- Work to do
a – Which commands from the holy book does the apology passage quote?
b – Can you transcribe the listing word for word, starting at the line that contains "tree in the photo above." and continuing through the listing's final line?

- Selected passage
And that’s why I felt I needed to say this. We Christians, every day, do so many things we really need to stop doing and apologize for.
We, as a church, routinely tell people how they must think and feel, ignoring how they do feel. We distort normal, healthy views of sexuality and create confused, repressed young people. We treat women as separate and unequal to men. We declare that people choose who they are attracted to, that people choose to become part of a minority that is routinely mistreated, sometimes violently so, because of who they are attracted to.
We say and do a lot of things that hurt a lot of people, which is ironic, considering the fact that our holy book commands us to treat others the way we would like to be treated; it commands us to “love our neighbors as ourselves,” and to “love our enemies and do good to those who hate us,” and to “do violence unto no man,” and to “live at peace with all people.”
So, if you’ve been mistreated because of your religion, race, sexuality, or gender, in the name of Jesus, as much as I am able, I would really like to apologize.
And I mean that.
But I’m unclear on where I’m going with this because my apology does nothing to end the suffering committed in the name of Jesus.
So what’s next?
I don’t really know. Which is why, as I said, the more I think about what to say, the less I know what to say.
I wish the church, and the people within it, were more interested in reconciliation instead of retaliation. I wish the church were more aware of the fact that the same Jesus who said “don’t be greedy” never once said “don’t be gay.”
I don’t pretend to be an expert at this whole “love everyone” thing, but I think if we, as Christians, tried a little harder to do it then we all, as people, would be a lot happier.
Over the years, people you know like Leo Tolstoy and Martin Luther King Jr., and people you might not know, like Dietrich Bonhoeffer, have said and written similar warnings that if the church doesn’t get its act together and take this whole “love everyone” thing seriously, that it would become an obsolete social club.
Maybe that’s happened already.
A lot of you probably see it that way.
Sometimes I do, too.
So what’s the point?
I don’t know.
But I do know that I’m interested in righting wrongs. I’m interested in loving people. I’m interested in helping the needy, marginalized, and forgotten in our society. I’m interested in respecting the beliefs, traditions, and lifestyles of others. I’m interested in reconciliation.
I hope you’ll take this apology as a step, however small, in that direction.

(Items from a dataset)
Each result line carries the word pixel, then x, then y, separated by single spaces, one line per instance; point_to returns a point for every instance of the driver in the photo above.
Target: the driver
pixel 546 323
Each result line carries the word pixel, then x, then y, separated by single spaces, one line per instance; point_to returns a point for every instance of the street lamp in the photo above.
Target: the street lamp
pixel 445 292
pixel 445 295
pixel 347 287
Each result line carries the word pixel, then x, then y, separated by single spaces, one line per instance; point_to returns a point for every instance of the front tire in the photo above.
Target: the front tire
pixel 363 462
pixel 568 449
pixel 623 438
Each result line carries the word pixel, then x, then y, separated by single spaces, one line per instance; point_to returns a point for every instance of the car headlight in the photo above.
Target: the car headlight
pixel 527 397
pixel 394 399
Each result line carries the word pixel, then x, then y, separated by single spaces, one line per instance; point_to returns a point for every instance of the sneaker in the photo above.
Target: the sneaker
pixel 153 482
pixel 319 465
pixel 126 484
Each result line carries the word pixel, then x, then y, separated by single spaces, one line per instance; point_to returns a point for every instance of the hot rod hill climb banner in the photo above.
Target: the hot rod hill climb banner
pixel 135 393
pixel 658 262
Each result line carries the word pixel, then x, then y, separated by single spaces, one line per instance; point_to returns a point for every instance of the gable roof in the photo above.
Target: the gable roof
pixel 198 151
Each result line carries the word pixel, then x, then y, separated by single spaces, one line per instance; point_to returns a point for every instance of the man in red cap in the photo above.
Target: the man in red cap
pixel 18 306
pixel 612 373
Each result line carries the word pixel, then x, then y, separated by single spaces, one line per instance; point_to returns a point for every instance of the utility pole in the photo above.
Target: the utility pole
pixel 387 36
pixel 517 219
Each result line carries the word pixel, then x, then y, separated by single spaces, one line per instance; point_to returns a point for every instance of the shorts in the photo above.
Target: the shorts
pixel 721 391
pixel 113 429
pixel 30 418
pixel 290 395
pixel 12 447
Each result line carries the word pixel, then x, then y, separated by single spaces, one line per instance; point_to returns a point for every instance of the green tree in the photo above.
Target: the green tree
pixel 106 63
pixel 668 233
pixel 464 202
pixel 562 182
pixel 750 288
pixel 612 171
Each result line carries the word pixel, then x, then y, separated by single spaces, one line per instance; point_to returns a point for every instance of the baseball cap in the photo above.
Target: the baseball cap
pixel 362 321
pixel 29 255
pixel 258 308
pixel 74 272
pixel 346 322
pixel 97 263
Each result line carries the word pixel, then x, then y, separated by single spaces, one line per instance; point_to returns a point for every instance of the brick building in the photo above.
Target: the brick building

- Responses to the exercise
a –
- "love our neighbors as ourselves"
- "love our enemies and do good to those who hate us"
- "do violence unto no man"
- "live at peace with all people"

b –
Each result line carries the word pixel, then x, then y, separated by single spaces, one line per instance; point_to returns a point for every instance of the green tree in the photo above.
Target: the green tree
pixel 106 63
pixel 668 233
pixel 464 202
pixel 562 182
pixel 750 288
pixel 612 171
Each result line carries the word pixel, then x, then y, separated by single spaces, one line per instance; point_to returns a point for every instance of the baseball cap in the photo above.
Target: the baseball cap
pixel 362 321
pixel 29 255
pixel 258 308
pixel 74 272
pixel 346 322
pixel 97 263
Each result line carries the word pixel, then x, then y, separated by single spaces, one line per instance; point_to returns a point for every instance of the brick building in the photo above.
Target: the brick building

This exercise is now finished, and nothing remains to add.